> GOAL: Reproduce the items word for word, starting at the first line and ending with the line that contains "[[24, 33], [21, 33], [21, 36], [24, 36]]", both ends included.

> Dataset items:
----
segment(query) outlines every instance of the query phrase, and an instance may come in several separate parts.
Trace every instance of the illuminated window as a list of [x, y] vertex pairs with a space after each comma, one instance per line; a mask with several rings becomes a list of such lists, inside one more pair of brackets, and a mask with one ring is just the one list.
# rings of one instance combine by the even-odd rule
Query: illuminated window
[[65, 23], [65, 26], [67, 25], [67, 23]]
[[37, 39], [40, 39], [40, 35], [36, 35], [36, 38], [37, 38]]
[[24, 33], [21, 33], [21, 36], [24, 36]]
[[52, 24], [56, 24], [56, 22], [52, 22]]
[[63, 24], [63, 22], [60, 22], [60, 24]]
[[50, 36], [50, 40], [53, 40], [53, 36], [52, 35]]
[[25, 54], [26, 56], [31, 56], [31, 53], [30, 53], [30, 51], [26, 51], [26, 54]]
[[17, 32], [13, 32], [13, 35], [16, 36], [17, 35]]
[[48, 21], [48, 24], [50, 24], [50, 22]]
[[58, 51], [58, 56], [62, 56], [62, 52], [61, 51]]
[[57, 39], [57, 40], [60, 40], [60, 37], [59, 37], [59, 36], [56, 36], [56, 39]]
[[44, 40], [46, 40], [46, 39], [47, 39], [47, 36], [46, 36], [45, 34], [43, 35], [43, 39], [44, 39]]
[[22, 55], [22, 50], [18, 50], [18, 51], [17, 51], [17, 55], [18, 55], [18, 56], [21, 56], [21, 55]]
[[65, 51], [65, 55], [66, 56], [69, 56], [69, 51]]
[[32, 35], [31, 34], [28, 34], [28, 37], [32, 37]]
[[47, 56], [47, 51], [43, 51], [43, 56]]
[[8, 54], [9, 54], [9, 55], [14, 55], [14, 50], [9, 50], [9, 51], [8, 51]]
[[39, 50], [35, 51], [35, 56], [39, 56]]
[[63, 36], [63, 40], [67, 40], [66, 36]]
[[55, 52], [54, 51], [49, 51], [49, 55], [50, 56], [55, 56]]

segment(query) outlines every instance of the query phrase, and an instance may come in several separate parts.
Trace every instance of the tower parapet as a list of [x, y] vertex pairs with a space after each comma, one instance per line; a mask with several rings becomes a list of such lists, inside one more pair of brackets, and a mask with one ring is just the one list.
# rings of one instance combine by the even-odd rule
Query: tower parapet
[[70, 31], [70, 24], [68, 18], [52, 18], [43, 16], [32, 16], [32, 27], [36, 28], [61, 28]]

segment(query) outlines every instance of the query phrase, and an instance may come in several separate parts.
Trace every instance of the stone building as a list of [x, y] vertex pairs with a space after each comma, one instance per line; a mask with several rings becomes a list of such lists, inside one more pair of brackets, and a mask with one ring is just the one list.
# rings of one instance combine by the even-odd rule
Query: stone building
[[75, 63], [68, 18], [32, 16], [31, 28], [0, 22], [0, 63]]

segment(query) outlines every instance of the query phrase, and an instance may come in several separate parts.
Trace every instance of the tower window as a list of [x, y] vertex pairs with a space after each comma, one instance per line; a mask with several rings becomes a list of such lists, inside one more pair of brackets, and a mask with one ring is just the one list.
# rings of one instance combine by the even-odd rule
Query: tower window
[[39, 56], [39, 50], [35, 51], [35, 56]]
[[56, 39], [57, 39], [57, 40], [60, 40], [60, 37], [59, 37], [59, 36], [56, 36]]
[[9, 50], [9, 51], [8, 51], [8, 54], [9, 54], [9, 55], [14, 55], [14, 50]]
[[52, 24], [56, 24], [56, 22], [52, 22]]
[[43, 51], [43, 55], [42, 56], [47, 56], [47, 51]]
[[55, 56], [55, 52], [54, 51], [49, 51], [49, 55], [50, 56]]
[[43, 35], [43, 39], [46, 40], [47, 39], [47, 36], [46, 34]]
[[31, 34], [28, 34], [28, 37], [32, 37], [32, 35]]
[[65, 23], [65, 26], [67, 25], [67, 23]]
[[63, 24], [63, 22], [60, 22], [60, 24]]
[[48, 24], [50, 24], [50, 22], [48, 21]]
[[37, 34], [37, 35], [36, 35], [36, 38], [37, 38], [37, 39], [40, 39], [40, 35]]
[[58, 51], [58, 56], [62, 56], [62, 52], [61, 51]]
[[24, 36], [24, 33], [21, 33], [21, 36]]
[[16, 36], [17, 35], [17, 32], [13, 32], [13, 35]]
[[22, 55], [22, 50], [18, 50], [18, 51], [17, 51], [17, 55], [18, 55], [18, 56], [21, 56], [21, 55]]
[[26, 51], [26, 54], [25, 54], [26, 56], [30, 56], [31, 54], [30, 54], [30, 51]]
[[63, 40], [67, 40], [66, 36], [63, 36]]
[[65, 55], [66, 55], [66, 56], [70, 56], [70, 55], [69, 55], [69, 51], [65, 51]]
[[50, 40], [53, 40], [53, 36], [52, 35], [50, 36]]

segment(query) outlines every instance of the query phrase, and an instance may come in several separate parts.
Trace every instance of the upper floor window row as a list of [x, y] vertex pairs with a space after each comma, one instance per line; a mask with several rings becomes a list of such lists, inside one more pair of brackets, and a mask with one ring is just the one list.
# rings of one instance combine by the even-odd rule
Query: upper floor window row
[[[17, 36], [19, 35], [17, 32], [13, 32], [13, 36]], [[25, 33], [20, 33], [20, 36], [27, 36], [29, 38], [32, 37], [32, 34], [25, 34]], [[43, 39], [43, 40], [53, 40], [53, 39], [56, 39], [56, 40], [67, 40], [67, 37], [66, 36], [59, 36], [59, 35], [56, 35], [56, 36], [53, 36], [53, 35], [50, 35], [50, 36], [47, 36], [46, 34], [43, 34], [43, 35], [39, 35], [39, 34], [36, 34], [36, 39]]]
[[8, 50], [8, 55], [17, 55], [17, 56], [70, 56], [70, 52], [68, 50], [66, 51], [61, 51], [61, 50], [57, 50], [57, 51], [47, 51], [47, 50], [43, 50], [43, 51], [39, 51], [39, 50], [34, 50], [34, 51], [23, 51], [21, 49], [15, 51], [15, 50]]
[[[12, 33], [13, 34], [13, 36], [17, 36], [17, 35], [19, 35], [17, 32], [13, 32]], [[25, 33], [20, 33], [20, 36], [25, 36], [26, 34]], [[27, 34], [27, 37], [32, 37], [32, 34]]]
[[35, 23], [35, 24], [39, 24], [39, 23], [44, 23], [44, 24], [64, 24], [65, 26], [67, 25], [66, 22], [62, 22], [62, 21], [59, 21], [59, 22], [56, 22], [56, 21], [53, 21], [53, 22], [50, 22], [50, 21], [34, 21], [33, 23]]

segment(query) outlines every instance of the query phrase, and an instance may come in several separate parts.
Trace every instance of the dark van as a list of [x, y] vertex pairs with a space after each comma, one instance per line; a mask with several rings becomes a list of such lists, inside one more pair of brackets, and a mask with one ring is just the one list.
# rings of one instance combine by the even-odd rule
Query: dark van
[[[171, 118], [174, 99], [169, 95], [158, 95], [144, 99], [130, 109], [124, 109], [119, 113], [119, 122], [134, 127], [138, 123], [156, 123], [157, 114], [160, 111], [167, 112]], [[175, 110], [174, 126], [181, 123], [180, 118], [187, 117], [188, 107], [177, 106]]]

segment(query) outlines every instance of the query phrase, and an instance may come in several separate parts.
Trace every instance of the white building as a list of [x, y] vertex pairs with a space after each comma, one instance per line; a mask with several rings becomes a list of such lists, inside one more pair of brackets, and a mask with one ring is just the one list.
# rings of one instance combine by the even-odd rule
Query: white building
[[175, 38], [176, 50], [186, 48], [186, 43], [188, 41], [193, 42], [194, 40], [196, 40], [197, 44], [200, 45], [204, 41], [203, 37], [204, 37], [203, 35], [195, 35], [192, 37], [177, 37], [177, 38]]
----
> ANSWER:
segment(query) outlines every instance of the query phrase, and an instance may come in several separate parts.
Trace every instance of the illuminated window as a list of [x, y] vertex pairs with a space after each comma, one instance per line; a mask with several rings becomes a list of such lists, inside one more pair of brackets, and a mask with one ring is just the one list.
# rings of one instance combine by the even-odd rule
Query: illuminated window
[[65, 23], [65, 26], [67, 25], [67, 23]]
[[37, 39], [40, 39], [40, 35], [36, 35], [36, 38], [37, 38]]
[[24, 33], [21, 33], [21, 36], [24, 36]]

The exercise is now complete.